(Dataset items):
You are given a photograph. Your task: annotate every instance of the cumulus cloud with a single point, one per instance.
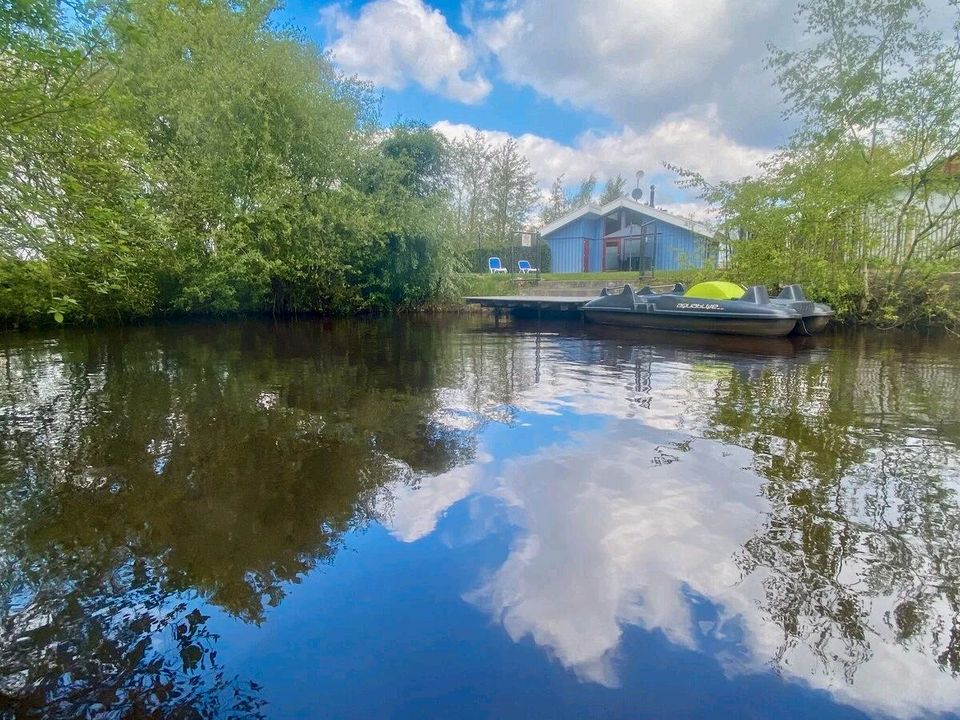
(638, 61)
(395, 42)
(697, 143)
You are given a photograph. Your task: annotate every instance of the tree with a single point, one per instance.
(613, 189)
(557, 205)
(860, 203)
(512, 190)
(470, 185)
(584, 194)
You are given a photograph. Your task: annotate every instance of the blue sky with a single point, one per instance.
(604, 87)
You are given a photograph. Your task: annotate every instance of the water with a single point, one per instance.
(439, 518)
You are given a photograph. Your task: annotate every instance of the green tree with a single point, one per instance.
(512, 189)
(557, 204)
(584, 194)
(613, 189)
(470, 185)
(861, 205)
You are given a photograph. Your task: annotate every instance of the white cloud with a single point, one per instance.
(607, 538)
(640, 61)
(394, 42)
(696, 143)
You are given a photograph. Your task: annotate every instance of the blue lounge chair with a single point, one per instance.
(495, 265)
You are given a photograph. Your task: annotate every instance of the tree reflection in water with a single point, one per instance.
(147, 472)
(854, 571)
(860, 457)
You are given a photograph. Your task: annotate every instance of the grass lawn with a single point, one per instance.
(513, 283)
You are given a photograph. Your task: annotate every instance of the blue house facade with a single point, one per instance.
(626, 235)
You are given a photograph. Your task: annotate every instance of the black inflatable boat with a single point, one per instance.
(751, 314)
(814, 317)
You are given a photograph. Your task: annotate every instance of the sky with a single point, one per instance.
(603, 87)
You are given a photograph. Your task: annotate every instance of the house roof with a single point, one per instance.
(629, 204)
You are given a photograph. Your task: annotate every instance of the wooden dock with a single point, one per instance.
(532, 304)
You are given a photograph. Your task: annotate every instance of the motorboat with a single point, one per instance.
(752, 313)
(814, 317)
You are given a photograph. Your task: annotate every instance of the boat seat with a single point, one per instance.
(757, 294)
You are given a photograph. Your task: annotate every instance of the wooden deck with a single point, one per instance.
(568, 304)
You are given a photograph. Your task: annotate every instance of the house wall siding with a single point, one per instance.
(676, 248)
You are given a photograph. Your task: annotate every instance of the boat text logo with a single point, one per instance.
(698, 306)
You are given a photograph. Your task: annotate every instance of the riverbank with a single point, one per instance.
(919, 302)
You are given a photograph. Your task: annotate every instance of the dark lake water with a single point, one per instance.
(437, 518)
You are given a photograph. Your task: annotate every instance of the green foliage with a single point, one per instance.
(492, 192)
(187, 156)
(861, 206)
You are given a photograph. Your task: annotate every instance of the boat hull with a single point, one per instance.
(813, 324)
(687, 322)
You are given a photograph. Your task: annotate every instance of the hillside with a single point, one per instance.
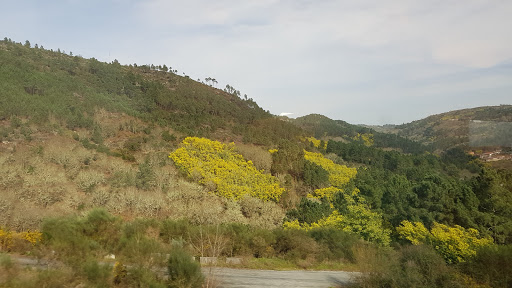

(About this task):
Apart from the pictures, which are to be omitted, every record must be transcribed exactly.

(Answer area):
You are given a photograph. Your task: annotate every instance of the cumulus cloud with a single point, one per instance.
(638, 61)
(395, 42)
(697, 143)
You are given a photograph. Your task: annotate every instance of the tree with a single point, one per instance.
(613, 189)
(557, 205)
(860, 203)
(512, 190)
(470, 185)
(584, 194)
You are given a photograph. Your task: annotate every instance of the blue sky with a single point, one per instance.
(604, 87)
You are given a photograph. Your task: annotate every instance of the water with a single point, one per instance.
(439, 518)
You are given a photograph. Your task: annotate every instance of the green tree with a single point, one per instance.
(512, 189)
(557, 204)
(584, 194)
(613, 189)
(470, 185)
(861, 205)
You are given a photograph. Your task: annotate every instance of the white cloud with a single point, one per instance.
(607, 538)
(640, 61)
(394, 42)
(696, 143)
You are given a photograph. Your task: annotate every instance of the blue lounge chair with a single point, one per instance.
(495, 265)
You are given a photograph. Your task: annotate every instance of the tree reflection in water with a single point, one per instance.
(147, 472)
(854, 571)
(860, 457)
You are given a photograph. Your task: annotate every instance of the grass lawn with a single point, one per instance.
(513, 283)
You are given a photograph. Your task: annotate every instance of the blue house facade with a single point, one per instance.
(626, 235)
You are given a photograph. Your task: annotate every instance of the black inflatable boat with a single point, one per instance.
(751, 314)
(814, 317)
You are given a photograph. Your task: annotate every instance of the sky with a single point, one per instance.
(603, 87)
You are given a photograph. Your task: annotate every instance of the house roof with a single point, one per instance.
(629, 204)
You are given a photograph. Your task: annotate every instance of the wooden dock with a single point, one per instance.
(532, 304)
You are given a photograph. Your task: annotate every instance of the motorboat with a single point, one per instance.
(752, 313)
(814, 317)
You are given a photograph. Your task: annotate every instance of the boat seat with a single point, one per instance.
(757, 294)
You are given a photograph. Your task: annotate every instance of the wooden deck with a single point, one per instance.
(568, 304)
You are given a photograph. Your task: annotate every instance of the house wall siding with a single point, one per instance.
(676, 248)
You are given a photograph. Your task: annotate every instance of the boat text logo with a single point, one per instance.
(698, 306)
You are given a photograph. Your task: annotate every instance of the riverbank with a single point, one per instance.
(919, 302)
You are given a photograph. Your task: annotate every instance of the dark lake water with a single point, one per instance.
(437, 518)
You are given a photograph. Your task: annotate every instance of the green foliage with a single point, one per instance.
(492, 192)
(187, 156)
(861, 206)
You are given a photograph. Your task: annotate every instance of the boat hull with a single point, one per instance.
(813, 324)
(687, 322)
You are given a photograph. Your task: annotate every instance of the hillside with a single point, one per instance.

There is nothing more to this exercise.